THE PROBLEM:
Convert the stretch from the start of the items through the line containing "376L170 381L176 561L301" into a numbered list, omitting any blank lines.

RECORD EXTRACTS:

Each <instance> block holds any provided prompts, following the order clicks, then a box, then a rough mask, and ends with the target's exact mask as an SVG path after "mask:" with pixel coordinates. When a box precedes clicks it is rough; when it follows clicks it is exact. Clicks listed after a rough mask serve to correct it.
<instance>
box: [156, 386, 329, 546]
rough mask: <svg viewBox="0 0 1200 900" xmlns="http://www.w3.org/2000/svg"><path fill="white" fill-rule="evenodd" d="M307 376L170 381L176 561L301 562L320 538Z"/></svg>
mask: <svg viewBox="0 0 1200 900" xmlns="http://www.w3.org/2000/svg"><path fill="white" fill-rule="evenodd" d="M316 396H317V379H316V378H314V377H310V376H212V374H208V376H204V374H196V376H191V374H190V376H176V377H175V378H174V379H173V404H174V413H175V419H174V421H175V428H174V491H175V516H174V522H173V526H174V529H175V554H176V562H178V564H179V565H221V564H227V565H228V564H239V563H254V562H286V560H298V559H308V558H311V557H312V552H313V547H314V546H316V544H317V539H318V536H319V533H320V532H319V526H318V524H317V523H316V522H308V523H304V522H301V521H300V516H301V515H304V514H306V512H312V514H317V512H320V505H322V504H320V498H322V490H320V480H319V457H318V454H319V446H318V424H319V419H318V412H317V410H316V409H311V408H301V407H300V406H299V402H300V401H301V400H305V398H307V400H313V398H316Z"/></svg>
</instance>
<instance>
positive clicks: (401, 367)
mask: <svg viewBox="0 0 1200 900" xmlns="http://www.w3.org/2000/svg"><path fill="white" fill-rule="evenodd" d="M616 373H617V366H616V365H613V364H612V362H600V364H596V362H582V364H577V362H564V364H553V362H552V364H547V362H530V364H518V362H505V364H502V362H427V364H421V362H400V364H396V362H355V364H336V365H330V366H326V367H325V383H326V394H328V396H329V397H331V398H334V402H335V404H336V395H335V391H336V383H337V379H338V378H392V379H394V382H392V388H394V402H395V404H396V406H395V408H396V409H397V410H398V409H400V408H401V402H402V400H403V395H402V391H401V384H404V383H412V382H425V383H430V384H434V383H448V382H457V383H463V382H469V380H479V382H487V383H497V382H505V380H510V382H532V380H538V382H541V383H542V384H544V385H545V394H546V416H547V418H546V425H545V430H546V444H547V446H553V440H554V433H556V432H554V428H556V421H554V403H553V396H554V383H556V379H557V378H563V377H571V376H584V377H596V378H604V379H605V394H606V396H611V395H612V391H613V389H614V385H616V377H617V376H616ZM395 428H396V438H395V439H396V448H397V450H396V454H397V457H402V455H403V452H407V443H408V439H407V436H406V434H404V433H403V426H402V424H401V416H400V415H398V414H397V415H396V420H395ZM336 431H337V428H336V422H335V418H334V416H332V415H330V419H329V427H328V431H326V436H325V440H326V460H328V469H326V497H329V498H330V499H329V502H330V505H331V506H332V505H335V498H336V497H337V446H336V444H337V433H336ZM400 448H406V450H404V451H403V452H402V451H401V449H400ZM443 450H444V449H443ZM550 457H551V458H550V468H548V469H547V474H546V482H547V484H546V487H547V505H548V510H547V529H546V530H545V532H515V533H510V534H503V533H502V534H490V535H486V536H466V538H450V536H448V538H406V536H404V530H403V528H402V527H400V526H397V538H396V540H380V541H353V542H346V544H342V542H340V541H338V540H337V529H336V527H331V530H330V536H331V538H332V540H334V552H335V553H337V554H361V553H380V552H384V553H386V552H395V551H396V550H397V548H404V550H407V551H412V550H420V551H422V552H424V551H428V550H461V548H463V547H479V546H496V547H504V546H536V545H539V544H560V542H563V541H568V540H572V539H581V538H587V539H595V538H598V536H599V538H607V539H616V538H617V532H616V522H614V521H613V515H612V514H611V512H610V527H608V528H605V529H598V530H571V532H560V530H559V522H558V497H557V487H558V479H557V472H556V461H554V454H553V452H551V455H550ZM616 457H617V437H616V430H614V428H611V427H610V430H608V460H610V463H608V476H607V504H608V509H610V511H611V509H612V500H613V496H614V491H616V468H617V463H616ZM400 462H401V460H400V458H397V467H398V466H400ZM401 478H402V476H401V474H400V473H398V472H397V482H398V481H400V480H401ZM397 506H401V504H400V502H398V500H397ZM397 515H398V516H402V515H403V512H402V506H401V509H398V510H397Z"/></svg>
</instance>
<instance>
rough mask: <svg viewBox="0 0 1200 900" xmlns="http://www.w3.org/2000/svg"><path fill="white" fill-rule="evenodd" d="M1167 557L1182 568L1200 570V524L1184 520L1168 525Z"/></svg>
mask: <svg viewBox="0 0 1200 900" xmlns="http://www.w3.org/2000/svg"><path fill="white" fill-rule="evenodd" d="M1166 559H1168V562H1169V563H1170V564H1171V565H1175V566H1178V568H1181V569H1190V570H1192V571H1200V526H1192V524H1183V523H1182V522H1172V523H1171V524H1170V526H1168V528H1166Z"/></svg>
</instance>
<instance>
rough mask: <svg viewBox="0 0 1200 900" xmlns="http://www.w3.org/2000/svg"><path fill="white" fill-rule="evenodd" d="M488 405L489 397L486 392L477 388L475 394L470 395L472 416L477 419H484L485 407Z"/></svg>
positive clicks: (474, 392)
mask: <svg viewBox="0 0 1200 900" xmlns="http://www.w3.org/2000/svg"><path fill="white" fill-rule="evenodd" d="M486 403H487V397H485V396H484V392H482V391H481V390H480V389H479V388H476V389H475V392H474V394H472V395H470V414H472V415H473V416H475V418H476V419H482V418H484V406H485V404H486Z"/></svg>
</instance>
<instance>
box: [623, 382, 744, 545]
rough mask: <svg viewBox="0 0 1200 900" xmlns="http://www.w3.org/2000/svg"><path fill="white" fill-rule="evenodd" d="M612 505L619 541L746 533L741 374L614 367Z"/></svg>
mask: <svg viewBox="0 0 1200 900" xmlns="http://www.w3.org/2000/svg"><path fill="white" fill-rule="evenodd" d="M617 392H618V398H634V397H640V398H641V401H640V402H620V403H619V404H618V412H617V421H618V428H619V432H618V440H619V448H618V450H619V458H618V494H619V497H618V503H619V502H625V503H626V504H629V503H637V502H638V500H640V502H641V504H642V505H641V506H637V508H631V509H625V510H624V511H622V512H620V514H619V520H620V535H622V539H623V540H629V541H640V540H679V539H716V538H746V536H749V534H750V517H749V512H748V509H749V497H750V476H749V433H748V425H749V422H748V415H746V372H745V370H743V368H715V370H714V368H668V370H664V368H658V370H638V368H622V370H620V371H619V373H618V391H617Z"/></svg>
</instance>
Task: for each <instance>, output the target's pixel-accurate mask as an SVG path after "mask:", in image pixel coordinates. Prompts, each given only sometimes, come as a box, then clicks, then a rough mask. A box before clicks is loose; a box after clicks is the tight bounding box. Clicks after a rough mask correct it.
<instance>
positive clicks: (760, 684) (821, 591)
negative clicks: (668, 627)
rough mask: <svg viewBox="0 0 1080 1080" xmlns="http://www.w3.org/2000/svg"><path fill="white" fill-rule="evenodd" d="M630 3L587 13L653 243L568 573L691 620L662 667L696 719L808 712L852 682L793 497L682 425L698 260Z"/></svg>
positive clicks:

TASK RESULT:
1. Each <instance> block holds any provided prompts, following the order clicks, then a box, then a rough mask, and ends with the target's exact mask as an SVG path after "mask:" with pixel coordinates. When a box precedes clicks it is rough; when it follows clicks it is exact. Clicks listed after a rough mask serve to correct it.
2. <instance>
3. box: [156, 386, 329, 546]
4. rough mask: <svg viewBox="0 0 1200 900" xmlns="http://www.w3.org/2000/svg"><path fill="white" fill-rule="evenodd" d="M307 376L170 381L176 561L301 562L320 538Z"/></svg>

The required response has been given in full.